• TASK REQUIREMENTS:
- A) Answer these questions from the text about Final Cut Pro X:
(i) For how long has the writer been using Final Cut Pro X?
(ii) What did the writer install in the 17″ MacBook Pro in place of the optical disc?
(iii) What kind of show does the writer work for, and in which city?
- B) Write the next part of the text about Final Cut Pro X, picking up after its final sentence.

Begin PAGE TEXT

Much to love

I heart XI’ve been loving my Final Cut Pro X for 2 1/2 years now, and I literally use it every day.

I use it personally, and professionally. I use it so much, I think my dreams now occur in their own magnetic timeline.

It takes me a little more work to get my material onto my Mac, but in the end, the editing process is so fast and streamlined, that it makes up for the extra time to ingest.

I work for a daily local lifestyle show in Seattle. Our media is all ingested onto our Sony XD News server. We’ve been shooting on HDcam tape since 2003, and we aren’t likely to change since it’s such a large capital outlay, but I have a path where I can pull my footage off the server as mxf xdcam 35 files, and use XDcam Transfer to re-wrap the footage into Quicktime files that come right into FCPX.

The best part, is that I’ve removed the optical disc from my 17″ MBP, and replaced it with an SSD. I now have a 240gb SSD with my OS, and a 1tb internal drive that holds my media, and I can load it up with hours and hours of footage. I don’t need an elaborate raid array, or even an extrenal drive with my media. It’s all in my lap. I can edit in my office, at my desk, in the break room, down the street at the coffee shop, or in my jammies at home. Personally, I think all future Macbook Pros should have a slot to insert an extra SSD.

For me, the FCPX debate comes down to two things: workflow and work. If it’s too hard to get the material in and out of FCPX, it can become a deal breaker. Need an XML export? Audio for Pro Tools? Files for color correction? There are ways to do it, but it can be a little tricky.

I do everything on my laptop, from basic color correction to audio mixing, so my workflow is good.

As for the work, I find FCPX very tactile and intuitive, and it lets me make creative decisions with a minimum of fuss about how to execute the edits. The use of metadata and keywords makes media management in the browser very fast. Between the keyboard and my trackpad, I can navigate and execute edits with great dexterity. There are sniggley issues that I run into that still frustrate me, but overall it’s a fast, responsive application that lets me be creative. It’s like touch typing for video.

I recommend FCPX to people all the time. You should know that the first time you open up the app, there is a LOT to get used to. It took me a number of days to retrain my fingers and my mind to get around the app. Now, when I go back to my old regular platform, it feels so sluggish and old.

I’ve been spoiled, and I hope I never need to go back.

End PAGE TEXT
Begin INFORMATION PROVIDED

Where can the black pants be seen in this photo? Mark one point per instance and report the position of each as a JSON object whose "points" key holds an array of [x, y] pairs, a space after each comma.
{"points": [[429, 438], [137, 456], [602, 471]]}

End INFORMATION PROVIDED

• ANSWERS FOR THIS EXERCISE:
- A)
(i) For 2 1/2 years.
(ii) An SSD.
(iii) A daily local lifestyle show in Seattle.

- B)
Removing the ease from the linear transform

This is a super secret workaround.

You’ve done this: set transform keyframes to change the position and scale of an object. You set the interpolation to linear, yet the thing still eases in and out. You play with the bezier handles but no joy. There is hope, because there’s a simple workaround that will allow you to make your animations nice and direct with no easing.

It’s all about adding a keyframe to the frame next to your current keyframe, then deleting it. It’s quite simple really, and it works.

Still Here

Yep… haven’t gone anywhere.

I’m still working primarily in FCPX. I like the promise of it a little better than the actual execution. I still get too many beachballs, and there are still many workarounds I feel I’m forced to make, however, I have ultimate faith that the app will continue to grow, like legacy Final Cut did, but in an extremely accelerated manner. Not nearly as fast as I’d like, but it’s doing alright so far.

Top requests:

  • Get rid of the timelines in the project library. Slowness by design. Yikes.
  • Figure out an elegent way to keep the render files if I duplicate a project. Is it only because I’m used to legacy FCP that I expect it to be able to do this?
  • Please come up with a vault. More than once, I’ve fallen asleep editing. I’ve had the same short clip edited 50 or more times in my timeline, overwriting just about everything else, simply because I had my finger on the D key as I nodded off. If my program crashed before I hit my undo 50 or more times, I’d be toast.
  • Fix the multicam clips. I need to be able to edit the audio without stepping into the clips several times. You can’t see the multicam clip in timeline view mode to edit the audio. You need to first step into the multicam clip, to see the individual clips, then step into the one clip I’m going to edit, then find the range of the multicam clip that’s in my timeline, then edit the multiple audio tracks to get a proper sound balance, then step back out into the main timeline. It’s uber-awkward.
  • Paste properties selection, and copy and paste individual effects. This is a must. I’m hamstrung by this weakness nearly once a week. Give me back my favorites bin for effects, and that would be a first step.
  • Find all of the memory and processor leaks. I’m still getting beach balls, and I don’t even know why.m.
  • Bring back audio automation, normalization gain, round-tripping with motion, fix the photoshop import ( I actually loved the implementation in 10.0.2 and before. I could edit away at my psd, and all of my changes would show up in the clip. Magical. Now I need to create a new clip for every alteration, and re-ingest it. It super-sucks.
  • That’s a good first step.Yay.


Still editing… blogging not so much.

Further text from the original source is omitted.